- _What is asked_
Return each line of the rows below that contains the word "pond".
--*--
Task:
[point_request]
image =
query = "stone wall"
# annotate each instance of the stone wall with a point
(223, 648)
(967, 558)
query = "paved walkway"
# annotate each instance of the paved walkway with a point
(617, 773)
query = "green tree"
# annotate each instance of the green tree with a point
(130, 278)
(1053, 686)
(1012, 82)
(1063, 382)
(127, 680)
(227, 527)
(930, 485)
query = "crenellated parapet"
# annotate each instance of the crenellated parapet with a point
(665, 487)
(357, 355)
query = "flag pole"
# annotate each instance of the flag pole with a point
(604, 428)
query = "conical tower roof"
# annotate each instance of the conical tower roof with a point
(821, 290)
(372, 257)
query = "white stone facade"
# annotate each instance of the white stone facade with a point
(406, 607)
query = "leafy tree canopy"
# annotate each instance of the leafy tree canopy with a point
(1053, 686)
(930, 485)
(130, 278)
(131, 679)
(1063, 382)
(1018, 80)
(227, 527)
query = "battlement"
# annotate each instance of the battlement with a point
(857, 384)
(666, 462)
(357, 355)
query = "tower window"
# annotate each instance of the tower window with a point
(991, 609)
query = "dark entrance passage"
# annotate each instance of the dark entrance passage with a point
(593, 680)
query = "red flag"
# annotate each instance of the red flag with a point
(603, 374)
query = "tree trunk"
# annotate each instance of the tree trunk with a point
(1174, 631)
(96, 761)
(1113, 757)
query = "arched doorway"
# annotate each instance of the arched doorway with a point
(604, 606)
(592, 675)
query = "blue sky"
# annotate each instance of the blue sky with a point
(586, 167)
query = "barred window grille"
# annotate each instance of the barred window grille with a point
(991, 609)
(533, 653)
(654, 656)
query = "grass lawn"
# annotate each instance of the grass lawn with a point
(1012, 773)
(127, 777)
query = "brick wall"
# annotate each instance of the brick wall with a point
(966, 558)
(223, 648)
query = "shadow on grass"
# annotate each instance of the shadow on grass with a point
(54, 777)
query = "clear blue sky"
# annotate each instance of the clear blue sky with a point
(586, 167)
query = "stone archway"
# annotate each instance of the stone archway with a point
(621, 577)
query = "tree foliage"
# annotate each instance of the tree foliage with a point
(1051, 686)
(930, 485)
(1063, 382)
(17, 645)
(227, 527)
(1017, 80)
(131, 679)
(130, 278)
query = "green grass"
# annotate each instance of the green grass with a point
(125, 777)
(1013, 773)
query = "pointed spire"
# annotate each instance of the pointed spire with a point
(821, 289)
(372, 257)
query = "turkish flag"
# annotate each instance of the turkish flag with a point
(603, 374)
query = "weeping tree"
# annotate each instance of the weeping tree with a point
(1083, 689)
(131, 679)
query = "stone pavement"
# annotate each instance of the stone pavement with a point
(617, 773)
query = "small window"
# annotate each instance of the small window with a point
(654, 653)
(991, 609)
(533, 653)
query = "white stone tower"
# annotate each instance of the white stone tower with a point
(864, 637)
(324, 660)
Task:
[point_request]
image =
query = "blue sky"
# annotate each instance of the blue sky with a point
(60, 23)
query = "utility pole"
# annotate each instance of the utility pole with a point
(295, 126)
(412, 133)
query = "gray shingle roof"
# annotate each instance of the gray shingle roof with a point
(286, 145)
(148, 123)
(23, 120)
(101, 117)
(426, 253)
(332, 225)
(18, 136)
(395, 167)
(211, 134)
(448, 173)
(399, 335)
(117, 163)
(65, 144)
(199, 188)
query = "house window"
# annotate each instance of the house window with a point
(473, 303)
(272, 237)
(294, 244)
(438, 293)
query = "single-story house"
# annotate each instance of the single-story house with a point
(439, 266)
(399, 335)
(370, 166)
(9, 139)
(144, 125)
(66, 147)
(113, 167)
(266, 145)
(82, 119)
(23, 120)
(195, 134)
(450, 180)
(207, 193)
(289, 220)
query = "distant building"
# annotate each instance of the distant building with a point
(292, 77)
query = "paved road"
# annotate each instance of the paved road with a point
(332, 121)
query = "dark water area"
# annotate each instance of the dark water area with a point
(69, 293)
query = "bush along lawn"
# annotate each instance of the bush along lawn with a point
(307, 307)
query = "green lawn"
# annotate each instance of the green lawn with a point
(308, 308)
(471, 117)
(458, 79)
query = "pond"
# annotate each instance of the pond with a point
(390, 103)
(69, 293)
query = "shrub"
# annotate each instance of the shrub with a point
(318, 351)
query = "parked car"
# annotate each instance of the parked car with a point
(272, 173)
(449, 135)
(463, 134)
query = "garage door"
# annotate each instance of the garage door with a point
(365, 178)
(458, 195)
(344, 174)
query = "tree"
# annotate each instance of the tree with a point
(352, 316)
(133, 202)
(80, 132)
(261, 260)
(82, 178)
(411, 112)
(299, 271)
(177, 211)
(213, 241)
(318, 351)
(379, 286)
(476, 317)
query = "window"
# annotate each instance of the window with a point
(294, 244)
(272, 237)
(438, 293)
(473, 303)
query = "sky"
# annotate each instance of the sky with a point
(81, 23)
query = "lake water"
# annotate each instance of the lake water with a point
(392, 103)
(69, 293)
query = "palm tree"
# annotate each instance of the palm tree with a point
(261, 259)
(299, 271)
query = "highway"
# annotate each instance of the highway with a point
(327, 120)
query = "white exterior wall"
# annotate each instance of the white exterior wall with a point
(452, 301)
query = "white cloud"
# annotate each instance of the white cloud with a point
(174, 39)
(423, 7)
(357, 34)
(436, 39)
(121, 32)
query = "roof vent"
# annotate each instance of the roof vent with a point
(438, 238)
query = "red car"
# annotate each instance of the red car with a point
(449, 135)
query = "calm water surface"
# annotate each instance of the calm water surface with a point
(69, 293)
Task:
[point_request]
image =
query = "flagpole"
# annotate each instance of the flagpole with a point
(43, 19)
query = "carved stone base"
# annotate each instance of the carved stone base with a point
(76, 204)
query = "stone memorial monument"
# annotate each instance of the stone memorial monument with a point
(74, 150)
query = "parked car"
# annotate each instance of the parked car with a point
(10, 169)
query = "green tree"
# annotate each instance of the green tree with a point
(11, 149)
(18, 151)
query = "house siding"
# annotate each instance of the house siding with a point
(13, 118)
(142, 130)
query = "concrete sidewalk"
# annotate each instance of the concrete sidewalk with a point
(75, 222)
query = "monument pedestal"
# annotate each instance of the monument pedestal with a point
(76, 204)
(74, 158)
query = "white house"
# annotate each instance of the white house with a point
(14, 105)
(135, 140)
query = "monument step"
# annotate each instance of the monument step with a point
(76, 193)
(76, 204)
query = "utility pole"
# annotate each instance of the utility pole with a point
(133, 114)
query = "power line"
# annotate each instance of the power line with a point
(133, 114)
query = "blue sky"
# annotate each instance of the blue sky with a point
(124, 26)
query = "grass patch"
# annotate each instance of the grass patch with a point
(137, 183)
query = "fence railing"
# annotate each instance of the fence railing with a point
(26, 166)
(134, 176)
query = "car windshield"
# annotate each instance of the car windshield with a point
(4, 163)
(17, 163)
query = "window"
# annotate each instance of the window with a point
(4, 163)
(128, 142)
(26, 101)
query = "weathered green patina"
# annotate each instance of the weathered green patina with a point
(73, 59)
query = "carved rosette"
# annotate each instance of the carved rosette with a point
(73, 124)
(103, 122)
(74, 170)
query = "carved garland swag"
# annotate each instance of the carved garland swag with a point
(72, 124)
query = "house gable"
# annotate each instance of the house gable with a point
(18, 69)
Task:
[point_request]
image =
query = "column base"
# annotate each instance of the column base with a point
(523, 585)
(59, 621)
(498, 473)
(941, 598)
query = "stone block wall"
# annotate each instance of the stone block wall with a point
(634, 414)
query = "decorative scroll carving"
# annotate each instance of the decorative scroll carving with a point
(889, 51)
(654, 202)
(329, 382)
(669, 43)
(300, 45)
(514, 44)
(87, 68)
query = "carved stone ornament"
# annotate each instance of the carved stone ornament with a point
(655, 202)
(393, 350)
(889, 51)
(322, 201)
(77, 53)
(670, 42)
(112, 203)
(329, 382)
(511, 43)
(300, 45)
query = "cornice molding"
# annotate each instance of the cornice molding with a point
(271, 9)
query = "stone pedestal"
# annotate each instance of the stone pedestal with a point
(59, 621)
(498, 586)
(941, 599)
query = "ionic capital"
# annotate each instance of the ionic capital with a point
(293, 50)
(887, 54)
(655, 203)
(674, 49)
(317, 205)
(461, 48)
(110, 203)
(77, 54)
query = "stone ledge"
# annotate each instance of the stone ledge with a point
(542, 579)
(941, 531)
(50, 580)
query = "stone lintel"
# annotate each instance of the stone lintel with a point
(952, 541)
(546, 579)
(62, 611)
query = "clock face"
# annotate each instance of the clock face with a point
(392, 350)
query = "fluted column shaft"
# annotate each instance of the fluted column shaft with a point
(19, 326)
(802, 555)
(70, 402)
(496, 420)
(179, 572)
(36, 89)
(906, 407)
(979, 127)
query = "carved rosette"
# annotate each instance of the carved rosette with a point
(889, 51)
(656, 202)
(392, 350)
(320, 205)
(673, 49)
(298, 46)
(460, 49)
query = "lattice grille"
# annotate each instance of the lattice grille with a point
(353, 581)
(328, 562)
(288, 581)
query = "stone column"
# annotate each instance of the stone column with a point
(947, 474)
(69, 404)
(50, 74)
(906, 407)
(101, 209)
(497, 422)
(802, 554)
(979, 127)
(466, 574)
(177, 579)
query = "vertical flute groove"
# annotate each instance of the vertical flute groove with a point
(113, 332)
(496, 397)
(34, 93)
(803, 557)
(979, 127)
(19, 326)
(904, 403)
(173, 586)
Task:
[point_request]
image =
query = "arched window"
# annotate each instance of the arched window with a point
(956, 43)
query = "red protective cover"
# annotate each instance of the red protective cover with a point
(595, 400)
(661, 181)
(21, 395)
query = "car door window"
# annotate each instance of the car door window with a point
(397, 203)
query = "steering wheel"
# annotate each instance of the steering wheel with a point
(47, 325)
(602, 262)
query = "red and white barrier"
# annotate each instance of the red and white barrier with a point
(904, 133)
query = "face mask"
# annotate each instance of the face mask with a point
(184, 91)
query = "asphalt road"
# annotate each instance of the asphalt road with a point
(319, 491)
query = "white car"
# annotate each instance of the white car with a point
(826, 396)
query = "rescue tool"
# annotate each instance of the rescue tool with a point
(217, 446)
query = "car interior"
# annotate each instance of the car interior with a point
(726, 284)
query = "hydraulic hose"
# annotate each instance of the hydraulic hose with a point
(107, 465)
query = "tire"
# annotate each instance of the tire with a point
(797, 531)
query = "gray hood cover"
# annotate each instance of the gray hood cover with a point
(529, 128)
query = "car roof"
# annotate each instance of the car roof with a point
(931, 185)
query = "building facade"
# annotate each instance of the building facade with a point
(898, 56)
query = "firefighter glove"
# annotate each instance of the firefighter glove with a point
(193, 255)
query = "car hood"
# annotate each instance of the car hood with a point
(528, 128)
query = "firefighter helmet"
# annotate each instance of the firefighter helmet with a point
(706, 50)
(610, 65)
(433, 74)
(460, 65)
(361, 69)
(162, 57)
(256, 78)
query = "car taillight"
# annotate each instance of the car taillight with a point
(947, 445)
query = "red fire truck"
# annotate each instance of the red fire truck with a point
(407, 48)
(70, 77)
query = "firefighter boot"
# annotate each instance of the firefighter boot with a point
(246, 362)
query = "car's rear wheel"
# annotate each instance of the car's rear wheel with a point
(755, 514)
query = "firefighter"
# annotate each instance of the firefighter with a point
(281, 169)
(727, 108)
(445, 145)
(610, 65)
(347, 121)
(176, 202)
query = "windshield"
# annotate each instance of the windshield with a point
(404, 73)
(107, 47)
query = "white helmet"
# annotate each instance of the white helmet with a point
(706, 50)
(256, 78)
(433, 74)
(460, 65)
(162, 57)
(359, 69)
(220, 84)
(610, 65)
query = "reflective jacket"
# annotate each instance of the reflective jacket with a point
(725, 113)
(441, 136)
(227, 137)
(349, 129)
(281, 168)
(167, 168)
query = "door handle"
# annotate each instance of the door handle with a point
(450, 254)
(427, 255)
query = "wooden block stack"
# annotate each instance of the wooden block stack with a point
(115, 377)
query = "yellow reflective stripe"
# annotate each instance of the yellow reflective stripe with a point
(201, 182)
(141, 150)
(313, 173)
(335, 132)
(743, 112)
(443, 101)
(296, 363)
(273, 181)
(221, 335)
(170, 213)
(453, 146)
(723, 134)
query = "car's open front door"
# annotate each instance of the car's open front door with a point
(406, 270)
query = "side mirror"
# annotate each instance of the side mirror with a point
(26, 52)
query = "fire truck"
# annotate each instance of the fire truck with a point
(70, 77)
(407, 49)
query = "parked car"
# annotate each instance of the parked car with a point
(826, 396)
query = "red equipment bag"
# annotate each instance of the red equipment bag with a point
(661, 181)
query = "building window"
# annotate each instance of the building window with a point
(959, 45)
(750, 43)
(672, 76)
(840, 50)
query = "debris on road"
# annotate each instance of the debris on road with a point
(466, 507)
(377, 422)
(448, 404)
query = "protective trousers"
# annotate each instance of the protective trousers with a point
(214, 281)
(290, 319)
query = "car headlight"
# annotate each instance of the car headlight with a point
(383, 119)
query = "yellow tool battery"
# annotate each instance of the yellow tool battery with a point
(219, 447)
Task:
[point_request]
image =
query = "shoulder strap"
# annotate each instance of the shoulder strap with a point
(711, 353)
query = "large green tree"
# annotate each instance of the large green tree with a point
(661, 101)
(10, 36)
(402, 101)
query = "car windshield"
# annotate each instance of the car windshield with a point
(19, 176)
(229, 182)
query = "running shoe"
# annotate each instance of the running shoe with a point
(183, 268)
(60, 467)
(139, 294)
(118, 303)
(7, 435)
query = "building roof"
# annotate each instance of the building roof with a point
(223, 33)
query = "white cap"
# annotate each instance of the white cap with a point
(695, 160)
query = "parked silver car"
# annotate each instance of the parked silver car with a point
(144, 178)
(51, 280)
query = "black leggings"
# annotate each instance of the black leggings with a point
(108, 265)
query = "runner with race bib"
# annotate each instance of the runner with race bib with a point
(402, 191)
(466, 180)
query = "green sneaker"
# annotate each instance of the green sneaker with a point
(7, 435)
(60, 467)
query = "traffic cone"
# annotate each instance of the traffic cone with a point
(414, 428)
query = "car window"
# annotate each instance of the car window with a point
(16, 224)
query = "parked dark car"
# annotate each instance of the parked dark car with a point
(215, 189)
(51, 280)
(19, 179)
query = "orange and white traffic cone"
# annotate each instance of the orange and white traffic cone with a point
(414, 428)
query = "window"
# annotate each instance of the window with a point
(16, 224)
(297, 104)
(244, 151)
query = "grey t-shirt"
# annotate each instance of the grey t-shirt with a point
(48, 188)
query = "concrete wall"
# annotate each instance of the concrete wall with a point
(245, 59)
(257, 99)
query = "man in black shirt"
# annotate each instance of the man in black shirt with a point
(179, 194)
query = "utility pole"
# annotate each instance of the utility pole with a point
--*--
- _Correct answer_
query = "pond"
# annotate each instance of the pond with a point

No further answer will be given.